◆ Provided passage:
+++
There are moments that something will pop up in an edit and my mind will be blown and I think I would have never thought of that. In the njvc edit of Kingdom of the Crystal Skull, there’s a sequence where Indy has the skull put in front of him and he freaks out. Moments afterwards, he ends up meeting Marion. In the original, it’s just a shot of the skull and it’s zooming in on him while he has his mind get, I don’t know, I barely remember. But in the fanedit, he inserts a bunch of shots and it’s almost like an induced dream sequence from staring into the skull. And in those shots, he includes the nuclear bomb going off that was cut out of his edit. So turning that into a dream sequence and inserting shots from Raiders of the Lost Ark, including some shots of Marion so that when she shows up a moment or two later there’s a tie-in to the first movie. To go back to War of the Stars and everything in that edit. Visually, there’s so much effects work that it is daunting to think that I could do anything like that right now.

Some of the Rogue-theX stuff where he’s building a record player out of tin baking sheets from West Africa or whatever! I’m always impressed with his model work.

Somebody had asked me about color correcting Blade Runner because the Ridley-approved Final Cut version that came out did have a lot of different coloring than the original. Some of the shots that they did were really impressive! Then I thought about maybe going through and color correcting my edit that way while I was doing it and then I thought ‘Nope, fuck it. That’s outside of my skill right now.’

Like, what’s-his-face, I’m the worst faneditor on the planet for forgetting his name.

Harmy?

No, not him. The crazy dude. Come on! The Revisited dude. Adywan!

Oh, Adywan, right.

That’s a route that seems spectacular but unhealthy. I’m super glad he’s doing it, though. It would drive me crazy.
+++
◆ Extracted entries:
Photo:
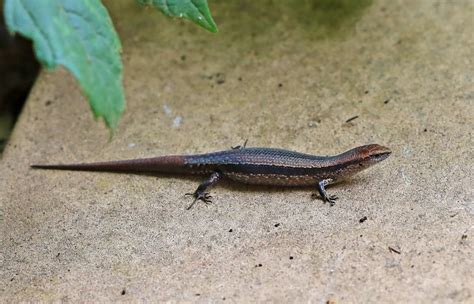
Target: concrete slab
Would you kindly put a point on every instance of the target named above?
(281, 76)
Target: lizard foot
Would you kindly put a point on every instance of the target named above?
(199, 196)
(331, 199)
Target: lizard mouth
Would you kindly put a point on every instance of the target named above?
(381, 154)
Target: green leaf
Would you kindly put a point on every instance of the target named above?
(194, 10)
(79, 35)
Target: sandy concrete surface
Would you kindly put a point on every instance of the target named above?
(281, 76)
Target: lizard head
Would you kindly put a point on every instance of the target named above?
(360, 158)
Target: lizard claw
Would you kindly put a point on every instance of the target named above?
(199, 196)
(331, 199)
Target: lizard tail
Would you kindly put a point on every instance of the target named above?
(165, 164)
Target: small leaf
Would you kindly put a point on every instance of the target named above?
(194, 10)
(79, 35)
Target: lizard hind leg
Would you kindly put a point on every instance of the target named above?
(200, 194)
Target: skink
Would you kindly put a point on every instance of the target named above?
(264, 166)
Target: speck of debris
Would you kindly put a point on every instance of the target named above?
(391, 249)
(352, 118)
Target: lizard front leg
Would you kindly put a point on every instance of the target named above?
(331, 199)
(200, 193)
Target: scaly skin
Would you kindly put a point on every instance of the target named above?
(265, 166)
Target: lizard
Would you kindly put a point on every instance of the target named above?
(261, 166)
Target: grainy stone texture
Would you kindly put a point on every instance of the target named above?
(281, 76)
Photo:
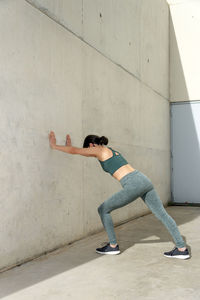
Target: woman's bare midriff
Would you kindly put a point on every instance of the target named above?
(122, 171)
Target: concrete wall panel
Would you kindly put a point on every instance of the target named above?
(184, 51)
(51, 80)
(132, 33)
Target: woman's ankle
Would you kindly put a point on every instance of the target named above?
(182, 249)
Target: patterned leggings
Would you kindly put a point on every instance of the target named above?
+++
◆ Written request 1:
Answer the following questions using the fanedit conversation.
(a) From which film are the shots of Marion taken in the njvc edit of Kingdom of the Crystal Skull?
(b) What aspect of Rogue-theX's work is the speaker always impressed with?
(c) Which version of Blade Runner had coloring that differed a lot from the original?
◆ Written request 2:
Extract the part of the fanedit conversation from "Somebody had asked" up to and including "drive me crazy.", keeping every word unchanged.

◆ Final answer 1:
(a) Raiders of the Lost Ark
(b) His model work
(c) The Ridley-approved Final Cut version

◆ Final answer 2:
Somebody had asked me about color correcting Blade Runner because the Ridley-approved Final Cut version that came out did have a lot of different coloring than the original. Some of the shots that they did were really impressive! Then I thought about maybe going through and color correcting my edit that way while I was doing it and then I thought ‘Nope, fuck it. That’s outside of my skill right now.’

Like, what’s-his-face, I’m the worst faneditor on the planet for forgetting his name.

Harmy?

No, not him. The crazy dude. Come on! The Revisited dude. Adywan!

Oh, Adywan, right.

That’s a route that seems spectacular but unhealthy. I’m super glad he’s doing it, though. It would drive me crazy.